TASK INSTRUCTIONS:
Whatever appears in the data below, copy it exactly.

SUPPLIED DATA:

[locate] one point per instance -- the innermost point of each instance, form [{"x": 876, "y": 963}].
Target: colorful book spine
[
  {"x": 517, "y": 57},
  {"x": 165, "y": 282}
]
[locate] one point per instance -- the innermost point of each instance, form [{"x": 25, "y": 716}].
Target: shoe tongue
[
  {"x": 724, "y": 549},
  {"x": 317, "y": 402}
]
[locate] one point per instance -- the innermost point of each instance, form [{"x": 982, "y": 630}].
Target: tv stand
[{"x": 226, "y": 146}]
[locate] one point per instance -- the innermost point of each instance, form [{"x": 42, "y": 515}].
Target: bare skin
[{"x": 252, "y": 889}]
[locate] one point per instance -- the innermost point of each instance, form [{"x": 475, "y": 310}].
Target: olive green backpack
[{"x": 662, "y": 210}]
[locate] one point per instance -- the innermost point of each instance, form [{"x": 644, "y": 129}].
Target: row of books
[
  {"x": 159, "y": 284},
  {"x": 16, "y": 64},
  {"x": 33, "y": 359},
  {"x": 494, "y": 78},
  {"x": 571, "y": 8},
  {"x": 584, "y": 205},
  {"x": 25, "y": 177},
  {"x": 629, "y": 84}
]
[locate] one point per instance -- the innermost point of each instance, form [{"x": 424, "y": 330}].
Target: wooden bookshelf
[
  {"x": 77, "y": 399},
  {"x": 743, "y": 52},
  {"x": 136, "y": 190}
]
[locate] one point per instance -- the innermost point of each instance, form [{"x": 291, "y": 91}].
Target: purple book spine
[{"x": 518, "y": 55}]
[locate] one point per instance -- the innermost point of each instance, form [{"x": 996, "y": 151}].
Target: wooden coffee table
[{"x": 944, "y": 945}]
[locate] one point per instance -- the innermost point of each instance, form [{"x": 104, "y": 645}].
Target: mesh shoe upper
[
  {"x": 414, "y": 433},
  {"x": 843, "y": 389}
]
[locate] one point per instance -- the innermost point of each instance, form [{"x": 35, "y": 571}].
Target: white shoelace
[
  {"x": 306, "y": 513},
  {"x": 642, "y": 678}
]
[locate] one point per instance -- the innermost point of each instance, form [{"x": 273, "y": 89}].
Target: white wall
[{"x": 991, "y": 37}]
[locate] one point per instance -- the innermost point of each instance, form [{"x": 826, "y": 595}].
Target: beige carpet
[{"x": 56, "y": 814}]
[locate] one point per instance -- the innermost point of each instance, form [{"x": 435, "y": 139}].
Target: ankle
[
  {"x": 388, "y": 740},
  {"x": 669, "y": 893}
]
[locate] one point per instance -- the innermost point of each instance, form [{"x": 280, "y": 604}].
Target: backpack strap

TASK OUTPUT:
[locate] one point per instance -- the innermost point of each instance, form [{"x": 876, "y": 963}].
Target: colorful book spine
[
  {"x": 517, "y": 57},
  {"x": 165, "y": 282}
]
[locate] one point per instance -- the innermost point of each instance, form [{"x": 25, "y": 716}].
Target: shoe tongue
[
  {"x": 724, "y": 549},
  {"x": 317, "y": 402}
]
[locate] one point per instance -- the innermost point of each instance, form [{"x": 982, "y": 630}].
Target: tv stand
[{"x": 226, "y": 146}]
[locate] one point per instance -- the innermost point of each instance, form [{"x": 42, "y": 515}].
Target: bare skin
[{"x": 252, "y": 889}]
[locate] one point per instance -- the innermost point of each instance, form [{"x": 475, "y": 310}].
Target: olive green backpack
[{"x": 662, "y": 210}]
[locate] one point per instance -- the innermost point of each instance, form [{"x": 644, "y": 129}].
Target: row of books
[
  {"x": 159, "y": 284},
  {"x": 16, "y": 64},
  {"x": 33, "y": 359},
  {"x": 494, "y": 78},
  {"x": 571, "y": 8},
  {"x": 584, "y": 205},
  {"x": 25, "y": 177},
  {"x": 629, "y": 84}
]
[locate] one point per instance -- the innermost point of each instance, form [{"x": 424, "y": 330}].
Target: wooden bookshelf
[
  {"x": 77, "y": 399},
  {"x": 743, "y": 52},
  {"x": 136, "y": 190}
]
[locate] one point per instance -- the innermost point of each instance, form [{"x": 291, "y": 91}].
Target: purple book spine
[{"x": 518, "y": 55}]
[locate] one point per instance -- the innermost point of each instance, form [{"x": 996, "y": 151}].
Target: wooden coffee table
[{"x": 944, "y": 945}]
[locate] one point per instance -- the innermost point of each instance, form [{"x": 104, "y": 645}].
Target: mesh shoe upper
[
  {"x": 414, "y": 433},
  {"x": 843, "y": 389}
]
[locate] one point per instance -- the innermost point of each instance, form [{"x": 35, "y": 571}].
Target: white shoelace
[
  {"x": 306, "y": 513},
  {"x": 642, "y": 678}
]
[locate] one point per instance -- the innermost point of each instance, form [{"x": 273, "y": 89}].
Target: white wall
[{"x": 991, "y": 37}]
[locate] one point per instance -- the innermost point of each instance, form [{"x": 826, "y": 595}].
Target: beige carpet
[{"x": 56, "y": 814}]
[locate] one point per instance -- the innermost point of each instance, form [{"x": 435, "y": 139}].
Target: ankle
[
  {"x": 388, "y": 740},
  {"x": 669, "y": 893}
]
[locate] one point per instance -- the innermost point of each instance, form [{"x": 280, "y": 604}].
Target: backpack strap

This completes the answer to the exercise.